__Problem set__.
- A) Reproduce the passage on the Inconsolable Memories installation word for word, covering everything from "Inconsolable Memories is" down to "with one other.".
- B) In the passage on the Inconsolable Memories installation, list each distinct year mentioned, in the order it first appears.
- C) Write the next part of the passage on the Inconsolable Memories installation, picking up after its final sentence.

Inconsolable Memories is a black and white film installation consisting of two 16 mm film loops projected alternately onto one screen in a dark gallery space. Both films feature archival documentary material, including footage of the streets of Havana and black and white photographs of artists and intellectuals in Cuba, combined with scenes filmed by Canadian artist Stan Douglas on a set in Vancouver. One of the films consists of five sequential parts, while the other has only three parts. The five-part film is almost twice as long as the three-part film, so that although both loops start playing together, they quickly go out of sync with one other.
Inconsolable Memories acts as a kind of sequel to the film Memories of Underdevelopment (Memorias del subdesarrollo), which was made in 1968 by the Cuban filmmaker Tomás Gutiérrez Alea (1928–1996) and centres on a bourgeois intellectual named Sergio. Alea’s film is set during the Cuban Missile Crisis of 1962 and portrays Sergio struggling with the social situation in Cuba having chosen to remain in the capital Havana after the Cuban Revolution, even though many people, including his friends and family, had relocated to the US. Douglas’s Inconsolable Memories was made in 2005 but is set in 1980, the year when more than 125,000 people fled Cuba for the US in what is now known as the ‘Mariel boatlift’. Among them were several thousand prisoners who were given the choice by the Cuban government to go to the US or remain incarcerated in Cuba. Douglas’s film shows an older Sergio, who is now a convict and is given the chance to leave once more in 1980, but again decides to stay. He spends time in his apartment, pretending to write a book, and also walks the streets thinking about his past and ‘hoping to discover an “inconsolable memory” that would prove there has been some kind of development in his life’ (Douglas quoted in Morris and Helen Belkin Art Gallery 2005, p.93). Both of the video loops in Inconsolable Memories focus on the Sergio of the 1980s, but both use vignettes and flashbacks filmed by Douglas to compare these events with moments from Sergio’s personal history, as well as the recent history of Cuba.

__Raw records__.
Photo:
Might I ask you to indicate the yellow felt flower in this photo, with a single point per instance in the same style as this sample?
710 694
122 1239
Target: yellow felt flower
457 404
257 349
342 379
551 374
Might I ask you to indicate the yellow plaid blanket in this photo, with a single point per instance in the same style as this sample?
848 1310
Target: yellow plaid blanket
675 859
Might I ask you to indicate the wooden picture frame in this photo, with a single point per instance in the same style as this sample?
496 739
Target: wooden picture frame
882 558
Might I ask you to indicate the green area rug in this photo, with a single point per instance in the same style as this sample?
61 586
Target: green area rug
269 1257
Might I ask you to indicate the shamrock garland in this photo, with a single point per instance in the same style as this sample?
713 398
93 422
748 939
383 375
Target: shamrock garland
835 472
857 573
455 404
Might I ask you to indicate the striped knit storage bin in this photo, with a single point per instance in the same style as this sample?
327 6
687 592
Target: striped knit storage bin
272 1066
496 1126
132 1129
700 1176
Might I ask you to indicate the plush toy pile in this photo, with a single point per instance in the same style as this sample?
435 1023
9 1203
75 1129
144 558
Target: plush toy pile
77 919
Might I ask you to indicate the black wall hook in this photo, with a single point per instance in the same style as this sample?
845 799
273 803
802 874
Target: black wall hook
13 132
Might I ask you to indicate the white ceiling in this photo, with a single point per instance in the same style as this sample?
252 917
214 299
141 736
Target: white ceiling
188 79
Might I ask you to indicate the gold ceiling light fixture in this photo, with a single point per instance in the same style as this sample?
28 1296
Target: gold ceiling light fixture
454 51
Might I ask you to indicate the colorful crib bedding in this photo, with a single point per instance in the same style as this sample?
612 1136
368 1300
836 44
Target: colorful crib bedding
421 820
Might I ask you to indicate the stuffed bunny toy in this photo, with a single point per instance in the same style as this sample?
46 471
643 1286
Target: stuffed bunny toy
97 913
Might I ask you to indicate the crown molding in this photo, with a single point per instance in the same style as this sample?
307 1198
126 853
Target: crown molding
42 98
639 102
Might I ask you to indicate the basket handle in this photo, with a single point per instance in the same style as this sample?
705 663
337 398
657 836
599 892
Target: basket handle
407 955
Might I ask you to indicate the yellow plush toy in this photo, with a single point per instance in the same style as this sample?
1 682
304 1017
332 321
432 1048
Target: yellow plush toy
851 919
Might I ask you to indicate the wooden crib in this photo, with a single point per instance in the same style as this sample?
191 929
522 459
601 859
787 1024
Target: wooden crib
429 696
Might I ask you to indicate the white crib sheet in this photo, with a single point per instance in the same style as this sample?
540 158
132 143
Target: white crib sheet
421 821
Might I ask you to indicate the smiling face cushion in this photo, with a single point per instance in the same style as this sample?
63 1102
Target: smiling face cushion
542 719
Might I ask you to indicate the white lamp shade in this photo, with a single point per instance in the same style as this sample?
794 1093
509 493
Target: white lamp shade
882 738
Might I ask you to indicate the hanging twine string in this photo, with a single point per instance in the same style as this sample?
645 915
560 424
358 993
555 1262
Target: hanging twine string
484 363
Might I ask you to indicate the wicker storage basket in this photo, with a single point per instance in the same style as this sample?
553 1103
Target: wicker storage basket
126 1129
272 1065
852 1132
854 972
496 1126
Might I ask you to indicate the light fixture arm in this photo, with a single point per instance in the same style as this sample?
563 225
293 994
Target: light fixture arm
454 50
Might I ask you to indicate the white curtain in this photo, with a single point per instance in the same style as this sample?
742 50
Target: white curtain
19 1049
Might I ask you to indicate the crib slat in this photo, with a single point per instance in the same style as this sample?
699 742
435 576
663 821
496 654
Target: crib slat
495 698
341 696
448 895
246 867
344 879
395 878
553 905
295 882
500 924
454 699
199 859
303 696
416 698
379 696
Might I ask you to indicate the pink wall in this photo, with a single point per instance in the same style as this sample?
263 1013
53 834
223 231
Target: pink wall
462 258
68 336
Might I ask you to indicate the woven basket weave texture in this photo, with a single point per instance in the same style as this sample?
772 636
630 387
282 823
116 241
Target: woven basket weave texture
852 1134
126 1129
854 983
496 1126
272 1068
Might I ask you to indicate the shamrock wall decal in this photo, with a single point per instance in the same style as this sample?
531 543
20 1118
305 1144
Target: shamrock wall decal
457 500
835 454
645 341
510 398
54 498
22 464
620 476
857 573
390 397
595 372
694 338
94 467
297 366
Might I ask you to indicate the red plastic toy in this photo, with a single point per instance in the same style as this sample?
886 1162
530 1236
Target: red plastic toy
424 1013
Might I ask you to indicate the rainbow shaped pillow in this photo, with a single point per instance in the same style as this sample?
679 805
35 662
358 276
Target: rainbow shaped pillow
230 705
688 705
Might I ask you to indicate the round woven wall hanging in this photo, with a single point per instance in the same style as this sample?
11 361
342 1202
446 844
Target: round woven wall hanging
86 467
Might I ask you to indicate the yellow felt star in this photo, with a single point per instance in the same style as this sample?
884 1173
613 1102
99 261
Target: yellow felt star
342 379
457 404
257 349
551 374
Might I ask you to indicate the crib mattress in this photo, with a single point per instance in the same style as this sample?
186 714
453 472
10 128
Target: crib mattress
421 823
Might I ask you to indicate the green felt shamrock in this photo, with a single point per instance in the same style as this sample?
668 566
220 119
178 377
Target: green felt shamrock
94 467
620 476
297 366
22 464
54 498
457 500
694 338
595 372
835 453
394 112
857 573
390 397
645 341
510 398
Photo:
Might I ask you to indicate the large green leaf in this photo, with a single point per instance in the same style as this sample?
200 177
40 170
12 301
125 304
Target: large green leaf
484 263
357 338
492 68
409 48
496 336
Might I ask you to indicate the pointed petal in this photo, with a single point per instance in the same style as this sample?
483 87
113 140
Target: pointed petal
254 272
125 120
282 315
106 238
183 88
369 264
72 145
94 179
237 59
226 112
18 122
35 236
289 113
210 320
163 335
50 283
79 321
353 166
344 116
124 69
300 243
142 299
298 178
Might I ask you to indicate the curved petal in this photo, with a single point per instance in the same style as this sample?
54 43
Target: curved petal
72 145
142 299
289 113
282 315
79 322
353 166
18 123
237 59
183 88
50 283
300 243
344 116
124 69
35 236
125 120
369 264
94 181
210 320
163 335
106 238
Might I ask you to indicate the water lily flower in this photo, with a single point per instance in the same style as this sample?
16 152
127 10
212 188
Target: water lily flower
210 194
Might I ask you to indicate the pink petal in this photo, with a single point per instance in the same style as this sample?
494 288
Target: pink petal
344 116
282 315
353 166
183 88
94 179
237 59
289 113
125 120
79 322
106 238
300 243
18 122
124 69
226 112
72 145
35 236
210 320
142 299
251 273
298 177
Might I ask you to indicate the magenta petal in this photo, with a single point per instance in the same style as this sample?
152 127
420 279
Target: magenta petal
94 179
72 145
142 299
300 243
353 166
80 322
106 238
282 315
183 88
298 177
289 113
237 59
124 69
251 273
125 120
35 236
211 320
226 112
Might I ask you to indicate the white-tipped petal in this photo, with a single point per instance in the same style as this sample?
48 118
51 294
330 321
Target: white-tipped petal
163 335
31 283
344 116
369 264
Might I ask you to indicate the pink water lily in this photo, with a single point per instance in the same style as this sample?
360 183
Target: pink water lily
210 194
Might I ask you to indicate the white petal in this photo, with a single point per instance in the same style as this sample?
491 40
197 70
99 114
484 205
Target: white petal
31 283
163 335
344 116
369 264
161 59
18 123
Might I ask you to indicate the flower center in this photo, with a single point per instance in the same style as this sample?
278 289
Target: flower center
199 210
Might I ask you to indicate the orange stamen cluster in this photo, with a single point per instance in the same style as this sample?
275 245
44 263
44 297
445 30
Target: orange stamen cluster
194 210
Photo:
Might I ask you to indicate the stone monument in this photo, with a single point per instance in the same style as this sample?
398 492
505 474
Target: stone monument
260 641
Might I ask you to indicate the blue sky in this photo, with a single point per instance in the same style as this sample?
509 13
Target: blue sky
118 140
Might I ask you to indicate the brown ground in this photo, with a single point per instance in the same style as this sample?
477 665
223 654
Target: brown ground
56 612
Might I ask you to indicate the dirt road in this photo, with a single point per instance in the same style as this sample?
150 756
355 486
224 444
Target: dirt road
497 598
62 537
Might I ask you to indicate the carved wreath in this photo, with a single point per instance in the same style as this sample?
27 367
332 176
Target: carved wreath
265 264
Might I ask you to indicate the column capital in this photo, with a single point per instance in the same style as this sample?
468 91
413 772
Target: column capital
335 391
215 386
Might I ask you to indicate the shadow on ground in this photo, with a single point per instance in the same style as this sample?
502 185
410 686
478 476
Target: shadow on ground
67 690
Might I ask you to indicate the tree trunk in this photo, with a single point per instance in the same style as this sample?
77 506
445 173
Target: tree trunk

__The responses__.
- A)
Inconsolable Memories is a black and white film installation consisting of two 16 mm film loops projected alternately onto one screen in a dark gallery space. Both films feature archival documentary material, including footage of the streets of Havana and black and white photographs of artists and intellectuals in Cuba, combined with scenes filmed by Canadian artist Stan Douglas on a set in Vancouver. One of the films consists of five sequential parts, while the other has only three parts. The five-part film is almost twice as long as the three-part film, so that although both loops start playing together, they quickly go out of sync with one other.

- B) 1968, 1928, 1996, 1962, 2005, 1980

- C)
The narrative of Inconsolable Memories and its mode of presentation offer a reflection on the complicated relationship between repetition and change. When displayed in a gallery the films repeat indefinitely, but since one film is longer than the other, different scenes are played in varying sequences with each loop so that the combination of images changes over time. As Douglas has stated, the two films are ‘synchronised but running in and out of phase with one another. Typically, if there is an image projected from one machine, the other is dark (and vice versa), but there is the occasional superimposition of images and mixing of sounds’ (quoted in Morris and Helen Belkin Art Gallery 2005, p.93). By allowing this superimposition to take place, Inconsolable Memories seems to suggest that Sergio’s life has not progressed, since he remains beset by the same problems as he was in Alea’s film. However, the direct comparison of the two historical moments also indicates the temporal shift from the 1960s to the 1980s and the altered social circumstances in Cuba. For instance, in Inconsolable Memories Sergio is played by a black actor, whereas in Alea’s film he had much paler skin, reflecting the fact that ‘while the earlier exodus was mainly white and bourgeois, the later migrants were often black and working class’ (Douglas quoted in Morris and Helen Belkin Art Gallery 2005, p.131).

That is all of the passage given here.